# Assigned task
Among the entries, find the lines with the string "straw" and copy them.

(Data records)
..........
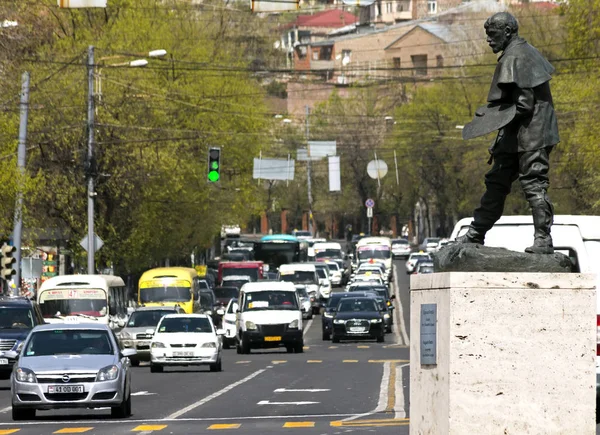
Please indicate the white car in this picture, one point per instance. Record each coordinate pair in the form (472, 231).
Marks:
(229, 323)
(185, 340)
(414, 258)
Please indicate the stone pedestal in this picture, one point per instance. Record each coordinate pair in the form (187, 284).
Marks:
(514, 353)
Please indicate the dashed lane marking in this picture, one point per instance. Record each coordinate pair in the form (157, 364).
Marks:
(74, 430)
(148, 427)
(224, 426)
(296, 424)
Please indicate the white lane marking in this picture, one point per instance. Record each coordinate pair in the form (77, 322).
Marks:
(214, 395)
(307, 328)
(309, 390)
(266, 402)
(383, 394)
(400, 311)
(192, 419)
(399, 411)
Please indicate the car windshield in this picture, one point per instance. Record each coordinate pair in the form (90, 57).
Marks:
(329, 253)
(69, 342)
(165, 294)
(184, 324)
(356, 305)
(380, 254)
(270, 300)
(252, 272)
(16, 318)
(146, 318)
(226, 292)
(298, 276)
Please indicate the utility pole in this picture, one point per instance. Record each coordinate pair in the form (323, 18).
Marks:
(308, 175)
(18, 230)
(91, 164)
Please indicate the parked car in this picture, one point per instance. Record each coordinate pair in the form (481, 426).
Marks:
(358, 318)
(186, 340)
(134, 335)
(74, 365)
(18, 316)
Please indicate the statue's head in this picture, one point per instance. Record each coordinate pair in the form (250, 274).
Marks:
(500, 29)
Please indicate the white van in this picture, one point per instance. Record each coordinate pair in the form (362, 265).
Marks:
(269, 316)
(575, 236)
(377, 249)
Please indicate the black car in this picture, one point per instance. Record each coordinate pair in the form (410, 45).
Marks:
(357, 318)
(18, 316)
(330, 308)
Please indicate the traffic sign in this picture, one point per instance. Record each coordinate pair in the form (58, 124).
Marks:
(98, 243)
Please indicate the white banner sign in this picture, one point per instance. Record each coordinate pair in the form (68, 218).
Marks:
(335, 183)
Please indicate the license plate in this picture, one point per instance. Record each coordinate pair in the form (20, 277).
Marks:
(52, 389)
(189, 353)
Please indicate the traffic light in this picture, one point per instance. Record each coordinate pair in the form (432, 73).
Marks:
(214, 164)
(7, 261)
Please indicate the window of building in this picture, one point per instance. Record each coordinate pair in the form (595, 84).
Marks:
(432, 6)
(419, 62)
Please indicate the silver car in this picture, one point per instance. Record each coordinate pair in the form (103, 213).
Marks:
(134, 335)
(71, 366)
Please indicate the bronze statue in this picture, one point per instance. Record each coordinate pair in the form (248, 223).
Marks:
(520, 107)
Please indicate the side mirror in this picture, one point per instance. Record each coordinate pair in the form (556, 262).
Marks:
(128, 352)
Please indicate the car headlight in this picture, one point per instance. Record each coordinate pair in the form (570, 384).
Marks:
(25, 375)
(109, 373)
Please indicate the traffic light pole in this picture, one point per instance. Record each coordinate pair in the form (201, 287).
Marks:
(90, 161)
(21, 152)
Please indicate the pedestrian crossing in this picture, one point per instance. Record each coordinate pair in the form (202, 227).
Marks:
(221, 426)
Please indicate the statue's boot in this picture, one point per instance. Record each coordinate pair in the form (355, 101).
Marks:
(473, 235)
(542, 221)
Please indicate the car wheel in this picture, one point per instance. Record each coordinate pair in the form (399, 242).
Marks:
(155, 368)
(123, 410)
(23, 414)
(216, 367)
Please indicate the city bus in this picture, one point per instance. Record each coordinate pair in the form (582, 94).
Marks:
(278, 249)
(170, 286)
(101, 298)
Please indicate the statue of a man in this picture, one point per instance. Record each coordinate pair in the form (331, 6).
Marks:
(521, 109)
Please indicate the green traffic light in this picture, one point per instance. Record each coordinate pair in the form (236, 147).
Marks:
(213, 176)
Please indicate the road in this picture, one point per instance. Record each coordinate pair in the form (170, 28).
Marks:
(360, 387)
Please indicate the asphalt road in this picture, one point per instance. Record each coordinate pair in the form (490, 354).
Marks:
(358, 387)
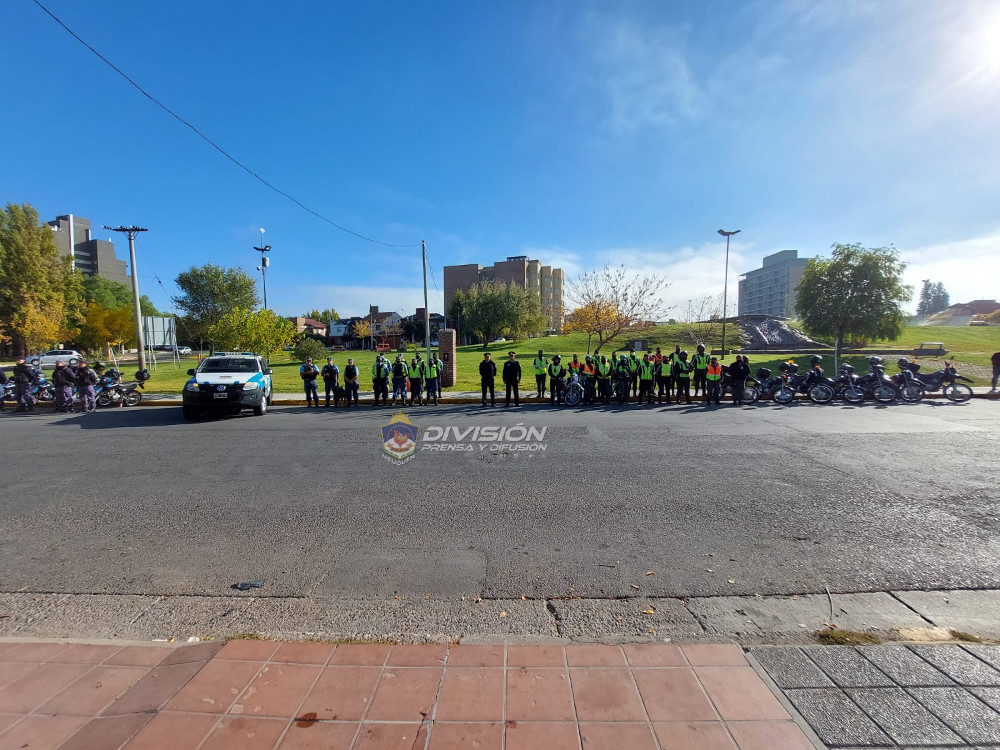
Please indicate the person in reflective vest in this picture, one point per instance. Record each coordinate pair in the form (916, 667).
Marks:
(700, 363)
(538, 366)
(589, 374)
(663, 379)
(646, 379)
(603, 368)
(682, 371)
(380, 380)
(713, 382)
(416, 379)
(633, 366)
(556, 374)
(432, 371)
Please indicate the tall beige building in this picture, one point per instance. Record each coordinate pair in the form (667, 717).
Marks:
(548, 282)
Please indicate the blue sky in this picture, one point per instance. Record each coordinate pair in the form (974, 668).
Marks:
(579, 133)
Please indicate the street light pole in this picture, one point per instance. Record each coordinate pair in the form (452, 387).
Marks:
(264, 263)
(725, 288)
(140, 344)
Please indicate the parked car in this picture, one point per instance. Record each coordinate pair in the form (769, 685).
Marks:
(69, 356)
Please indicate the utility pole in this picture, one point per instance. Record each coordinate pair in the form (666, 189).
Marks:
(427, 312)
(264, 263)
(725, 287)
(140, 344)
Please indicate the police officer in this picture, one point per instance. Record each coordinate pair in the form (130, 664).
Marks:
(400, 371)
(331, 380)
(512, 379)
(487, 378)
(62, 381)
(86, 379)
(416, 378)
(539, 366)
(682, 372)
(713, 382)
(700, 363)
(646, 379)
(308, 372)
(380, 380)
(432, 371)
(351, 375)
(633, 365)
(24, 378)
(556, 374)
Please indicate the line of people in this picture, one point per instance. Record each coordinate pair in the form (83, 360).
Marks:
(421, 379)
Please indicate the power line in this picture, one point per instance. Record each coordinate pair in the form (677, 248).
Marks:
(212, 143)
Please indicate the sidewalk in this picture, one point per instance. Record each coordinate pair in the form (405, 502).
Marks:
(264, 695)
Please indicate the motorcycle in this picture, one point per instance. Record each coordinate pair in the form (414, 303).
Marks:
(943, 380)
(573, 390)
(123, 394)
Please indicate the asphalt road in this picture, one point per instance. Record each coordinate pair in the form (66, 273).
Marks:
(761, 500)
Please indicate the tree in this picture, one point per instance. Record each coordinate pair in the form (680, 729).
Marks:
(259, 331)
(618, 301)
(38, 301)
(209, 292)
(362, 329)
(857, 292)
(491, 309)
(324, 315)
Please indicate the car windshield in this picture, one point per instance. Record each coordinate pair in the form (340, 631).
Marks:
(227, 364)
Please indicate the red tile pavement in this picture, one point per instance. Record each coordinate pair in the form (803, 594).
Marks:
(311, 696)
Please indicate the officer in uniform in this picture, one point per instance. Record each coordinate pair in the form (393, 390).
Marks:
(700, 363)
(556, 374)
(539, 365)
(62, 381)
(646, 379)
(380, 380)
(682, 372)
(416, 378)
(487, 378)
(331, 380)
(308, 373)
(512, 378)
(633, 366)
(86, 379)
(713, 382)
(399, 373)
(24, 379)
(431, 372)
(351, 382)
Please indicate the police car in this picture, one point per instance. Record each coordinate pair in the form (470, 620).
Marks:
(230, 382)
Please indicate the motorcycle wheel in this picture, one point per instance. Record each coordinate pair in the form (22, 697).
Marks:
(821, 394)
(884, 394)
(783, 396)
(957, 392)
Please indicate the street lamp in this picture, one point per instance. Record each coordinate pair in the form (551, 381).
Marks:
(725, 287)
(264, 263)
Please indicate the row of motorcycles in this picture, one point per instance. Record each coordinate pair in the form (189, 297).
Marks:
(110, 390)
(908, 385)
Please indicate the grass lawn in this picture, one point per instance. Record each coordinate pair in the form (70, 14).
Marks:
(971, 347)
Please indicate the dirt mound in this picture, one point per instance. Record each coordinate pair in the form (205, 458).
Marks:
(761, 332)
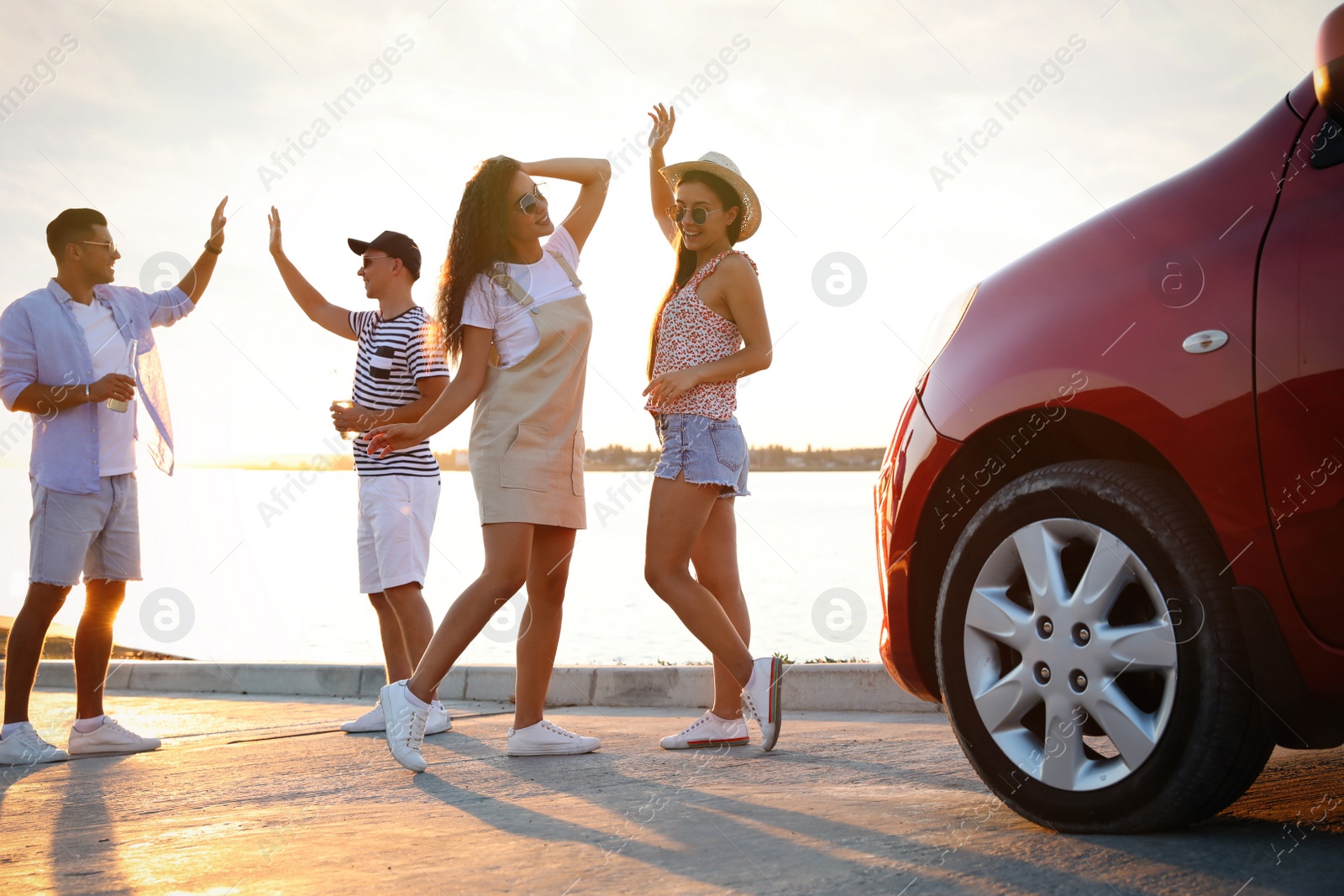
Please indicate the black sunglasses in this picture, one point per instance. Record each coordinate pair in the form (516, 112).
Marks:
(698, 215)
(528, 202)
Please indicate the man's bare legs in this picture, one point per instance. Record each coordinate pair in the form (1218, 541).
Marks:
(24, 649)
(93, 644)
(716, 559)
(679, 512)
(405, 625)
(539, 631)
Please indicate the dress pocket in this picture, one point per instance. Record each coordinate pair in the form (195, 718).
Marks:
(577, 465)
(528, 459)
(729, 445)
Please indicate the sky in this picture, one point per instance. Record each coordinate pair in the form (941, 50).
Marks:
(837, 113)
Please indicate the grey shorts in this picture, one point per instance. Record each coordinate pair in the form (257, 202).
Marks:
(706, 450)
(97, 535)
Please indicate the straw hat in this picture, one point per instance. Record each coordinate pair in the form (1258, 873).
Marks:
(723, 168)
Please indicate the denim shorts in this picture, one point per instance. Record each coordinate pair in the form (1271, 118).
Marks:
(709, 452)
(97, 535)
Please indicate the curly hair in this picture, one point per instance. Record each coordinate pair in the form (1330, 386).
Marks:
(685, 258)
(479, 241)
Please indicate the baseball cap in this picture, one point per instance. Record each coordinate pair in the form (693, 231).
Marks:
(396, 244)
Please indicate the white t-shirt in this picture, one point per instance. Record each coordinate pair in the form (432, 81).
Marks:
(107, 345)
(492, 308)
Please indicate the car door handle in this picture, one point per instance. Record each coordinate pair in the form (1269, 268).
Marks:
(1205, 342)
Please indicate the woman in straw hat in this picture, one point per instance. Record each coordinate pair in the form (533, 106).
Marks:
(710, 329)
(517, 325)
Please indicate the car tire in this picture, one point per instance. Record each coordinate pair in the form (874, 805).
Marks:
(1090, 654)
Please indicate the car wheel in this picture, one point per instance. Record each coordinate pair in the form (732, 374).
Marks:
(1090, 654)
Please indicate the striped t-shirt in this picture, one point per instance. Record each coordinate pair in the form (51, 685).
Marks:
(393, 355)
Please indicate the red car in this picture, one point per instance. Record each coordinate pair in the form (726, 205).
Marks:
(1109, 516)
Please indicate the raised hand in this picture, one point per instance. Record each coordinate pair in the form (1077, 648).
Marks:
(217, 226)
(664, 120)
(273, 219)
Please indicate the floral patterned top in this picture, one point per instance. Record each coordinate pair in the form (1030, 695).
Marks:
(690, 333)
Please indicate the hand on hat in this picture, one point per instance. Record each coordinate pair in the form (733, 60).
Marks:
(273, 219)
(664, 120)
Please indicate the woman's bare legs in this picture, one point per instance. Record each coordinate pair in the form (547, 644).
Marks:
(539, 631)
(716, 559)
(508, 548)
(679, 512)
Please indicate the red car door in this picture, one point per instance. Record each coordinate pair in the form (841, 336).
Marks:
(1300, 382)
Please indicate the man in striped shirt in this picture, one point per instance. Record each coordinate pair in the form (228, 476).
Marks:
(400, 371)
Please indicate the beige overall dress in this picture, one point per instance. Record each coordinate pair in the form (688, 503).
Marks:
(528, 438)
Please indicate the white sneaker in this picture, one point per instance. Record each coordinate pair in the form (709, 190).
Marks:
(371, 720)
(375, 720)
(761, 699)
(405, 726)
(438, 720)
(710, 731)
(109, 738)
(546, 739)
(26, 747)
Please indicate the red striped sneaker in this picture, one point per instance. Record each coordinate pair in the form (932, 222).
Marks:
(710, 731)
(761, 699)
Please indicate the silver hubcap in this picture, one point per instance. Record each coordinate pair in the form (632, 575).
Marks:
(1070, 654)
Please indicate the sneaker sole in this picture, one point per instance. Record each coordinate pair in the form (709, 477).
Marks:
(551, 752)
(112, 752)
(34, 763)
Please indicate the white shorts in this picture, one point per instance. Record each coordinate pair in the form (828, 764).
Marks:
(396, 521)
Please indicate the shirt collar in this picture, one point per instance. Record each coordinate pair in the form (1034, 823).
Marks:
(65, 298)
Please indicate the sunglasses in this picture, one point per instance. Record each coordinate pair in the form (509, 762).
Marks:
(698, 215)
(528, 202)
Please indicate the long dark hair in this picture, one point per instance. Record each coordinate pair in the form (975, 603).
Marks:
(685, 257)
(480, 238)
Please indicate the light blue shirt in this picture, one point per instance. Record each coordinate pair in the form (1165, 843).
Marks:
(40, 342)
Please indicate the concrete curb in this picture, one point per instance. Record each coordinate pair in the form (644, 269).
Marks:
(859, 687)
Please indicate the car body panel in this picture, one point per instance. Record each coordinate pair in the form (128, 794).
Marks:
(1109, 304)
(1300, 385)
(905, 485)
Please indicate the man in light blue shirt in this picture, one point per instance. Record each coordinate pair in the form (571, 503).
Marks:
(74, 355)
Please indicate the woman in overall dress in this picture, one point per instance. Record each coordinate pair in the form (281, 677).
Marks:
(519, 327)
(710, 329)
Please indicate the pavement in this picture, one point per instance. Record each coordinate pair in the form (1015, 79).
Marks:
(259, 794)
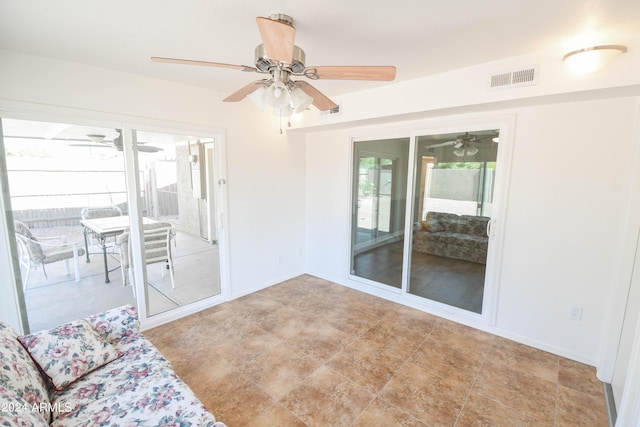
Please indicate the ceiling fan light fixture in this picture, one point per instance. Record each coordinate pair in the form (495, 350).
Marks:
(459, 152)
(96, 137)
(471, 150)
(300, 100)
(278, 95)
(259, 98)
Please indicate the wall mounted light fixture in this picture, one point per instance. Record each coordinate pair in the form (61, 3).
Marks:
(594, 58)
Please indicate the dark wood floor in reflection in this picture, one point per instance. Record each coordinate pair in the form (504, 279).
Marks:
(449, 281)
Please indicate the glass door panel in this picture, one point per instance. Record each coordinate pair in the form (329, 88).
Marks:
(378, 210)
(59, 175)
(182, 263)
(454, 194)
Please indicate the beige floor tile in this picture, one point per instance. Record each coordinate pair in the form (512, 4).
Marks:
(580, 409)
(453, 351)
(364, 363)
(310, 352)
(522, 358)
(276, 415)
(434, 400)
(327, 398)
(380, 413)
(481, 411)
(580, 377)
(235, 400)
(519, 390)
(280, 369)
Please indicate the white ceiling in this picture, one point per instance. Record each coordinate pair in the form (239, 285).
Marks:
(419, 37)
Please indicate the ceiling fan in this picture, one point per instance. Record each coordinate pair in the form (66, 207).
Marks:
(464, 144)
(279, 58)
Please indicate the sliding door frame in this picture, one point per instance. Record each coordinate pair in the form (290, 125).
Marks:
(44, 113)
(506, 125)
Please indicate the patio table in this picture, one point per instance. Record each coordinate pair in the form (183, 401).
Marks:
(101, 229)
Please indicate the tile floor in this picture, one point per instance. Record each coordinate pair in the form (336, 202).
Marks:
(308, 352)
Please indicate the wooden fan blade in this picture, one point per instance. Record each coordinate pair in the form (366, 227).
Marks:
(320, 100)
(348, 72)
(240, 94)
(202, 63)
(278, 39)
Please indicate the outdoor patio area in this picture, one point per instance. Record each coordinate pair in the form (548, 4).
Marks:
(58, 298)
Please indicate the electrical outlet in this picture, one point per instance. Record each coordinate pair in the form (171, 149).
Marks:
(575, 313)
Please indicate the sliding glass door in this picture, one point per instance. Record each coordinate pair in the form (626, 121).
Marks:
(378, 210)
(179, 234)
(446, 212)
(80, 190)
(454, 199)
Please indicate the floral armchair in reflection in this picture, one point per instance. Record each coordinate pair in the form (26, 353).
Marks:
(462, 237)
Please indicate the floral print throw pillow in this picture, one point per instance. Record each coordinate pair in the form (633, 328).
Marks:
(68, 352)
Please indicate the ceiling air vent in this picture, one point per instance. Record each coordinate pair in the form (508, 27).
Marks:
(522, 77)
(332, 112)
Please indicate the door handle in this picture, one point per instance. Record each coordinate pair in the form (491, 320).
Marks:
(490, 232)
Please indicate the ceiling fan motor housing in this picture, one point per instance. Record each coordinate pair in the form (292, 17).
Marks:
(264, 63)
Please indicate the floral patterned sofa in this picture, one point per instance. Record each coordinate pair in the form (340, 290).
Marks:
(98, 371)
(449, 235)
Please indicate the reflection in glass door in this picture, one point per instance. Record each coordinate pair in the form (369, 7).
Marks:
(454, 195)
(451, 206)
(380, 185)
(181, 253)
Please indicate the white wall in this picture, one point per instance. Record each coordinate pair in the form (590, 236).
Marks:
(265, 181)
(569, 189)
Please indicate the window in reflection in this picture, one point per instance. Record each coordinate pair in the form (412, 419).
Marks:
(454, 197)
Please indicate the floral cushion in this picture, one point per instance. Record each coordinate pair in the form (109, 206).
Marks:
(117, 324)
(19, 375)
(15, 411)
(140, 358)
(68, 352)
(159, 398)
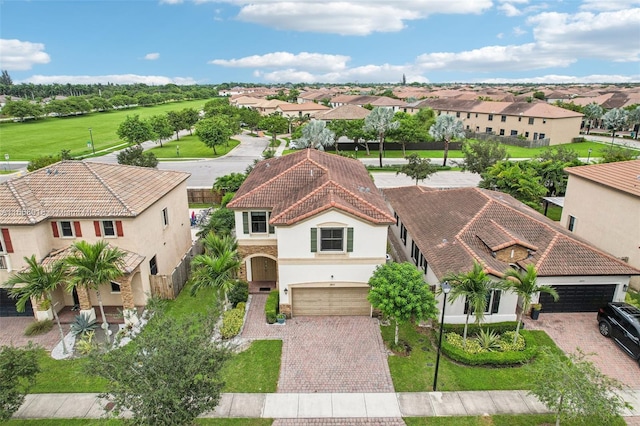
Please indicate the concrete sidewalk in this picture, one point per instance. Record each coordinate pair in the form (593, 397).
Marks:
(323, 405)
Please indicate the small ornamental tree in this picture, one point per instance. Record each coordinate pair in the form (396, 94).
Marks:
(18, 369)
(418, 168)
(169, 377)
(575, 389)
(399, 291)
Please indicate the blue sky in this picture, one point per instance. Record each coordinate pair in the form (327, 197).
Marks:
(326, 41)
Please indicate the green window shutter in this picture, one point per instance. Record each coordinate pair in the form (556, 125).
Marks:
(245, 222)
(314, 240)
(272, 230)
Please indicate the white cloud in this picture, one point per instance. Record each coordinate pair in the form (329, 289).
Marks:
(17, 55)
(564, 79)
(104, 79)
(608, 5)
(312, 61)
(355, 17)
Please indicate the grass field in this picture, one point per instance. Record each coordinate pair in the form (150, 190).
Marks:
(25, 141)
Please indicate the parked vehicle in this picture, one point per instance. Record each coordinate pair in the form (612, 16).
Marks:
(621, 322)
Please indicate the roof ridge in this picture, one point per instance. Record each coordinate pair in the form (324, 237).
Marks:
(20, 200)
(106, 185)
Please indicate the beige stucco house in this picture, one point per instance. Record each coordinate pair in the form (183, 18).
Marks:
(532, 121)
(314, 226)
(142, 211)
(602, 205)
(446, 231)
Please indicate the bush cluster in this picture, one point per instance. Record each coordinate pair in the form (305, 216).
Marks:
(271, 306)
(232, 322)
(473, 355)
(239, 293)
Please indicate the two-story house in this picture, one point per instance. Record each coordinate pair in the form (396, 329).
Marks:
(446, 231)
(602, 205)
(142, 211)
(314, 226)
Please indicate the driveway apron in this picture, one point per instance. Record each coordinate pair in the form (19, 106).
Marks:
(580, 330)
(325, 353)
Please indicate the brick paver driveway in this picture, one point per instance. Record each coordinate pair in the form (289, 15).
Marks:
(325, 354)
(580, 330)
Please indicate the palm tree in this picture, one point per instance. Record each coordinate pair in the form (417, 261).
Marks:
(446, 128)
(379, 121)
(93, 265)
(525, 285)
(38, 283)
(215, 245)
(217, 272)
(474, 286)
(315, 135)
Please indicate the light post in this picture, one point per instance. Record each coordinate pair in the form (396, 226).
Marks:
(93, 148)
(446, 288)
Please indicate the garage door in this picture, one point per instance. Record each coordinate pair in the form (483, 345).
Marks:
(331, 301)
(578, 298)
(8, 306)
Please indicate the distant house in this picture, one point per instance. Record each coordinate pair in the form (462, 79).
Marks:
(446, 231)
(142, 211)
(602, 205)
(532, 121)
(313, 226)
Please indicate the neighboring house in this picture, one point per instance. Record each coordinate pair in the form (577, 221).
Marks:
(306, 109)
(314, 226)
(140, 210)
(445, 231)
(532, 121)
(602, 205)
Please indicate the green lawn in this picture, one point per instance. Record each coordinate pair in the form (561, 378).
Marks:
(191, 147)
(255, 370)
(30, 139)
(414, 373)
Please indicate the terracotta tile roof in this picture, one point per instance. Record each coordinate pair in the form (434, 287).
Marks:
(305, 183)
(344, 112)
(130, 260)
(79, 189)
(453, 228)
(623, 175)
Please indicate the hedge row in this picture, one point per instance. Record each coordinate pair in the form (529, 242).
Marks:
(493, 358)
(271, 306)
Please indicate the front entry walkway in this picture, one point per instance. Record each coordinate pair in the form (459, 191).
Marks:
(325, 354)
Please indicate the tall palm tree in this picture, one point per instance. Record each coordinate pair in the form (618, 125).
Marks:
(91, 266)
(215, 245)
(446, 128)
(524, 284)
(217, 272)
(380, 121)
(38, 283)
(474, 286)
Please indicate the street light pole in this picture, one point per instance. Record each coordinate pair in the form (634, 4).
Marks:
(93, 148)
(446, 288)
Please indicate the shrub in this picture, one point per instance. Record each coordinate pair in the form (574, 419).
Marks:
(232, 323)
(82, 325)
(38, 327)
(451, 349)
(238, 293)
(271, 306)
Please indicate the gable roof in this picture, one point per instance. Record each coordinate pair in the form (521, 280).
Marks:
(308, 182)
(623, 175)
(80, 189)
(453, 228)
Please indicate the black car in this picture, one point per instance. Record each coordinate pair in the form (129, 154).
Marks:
..........
# Response to the task
Please indicate the straw hat in this picture, one point per instance. Record each coordinate pair in the form (1258, 873).
Please indicate the woman in straw hat in this picture, one point per instance. Record each coordinate pair in the form (533, 106).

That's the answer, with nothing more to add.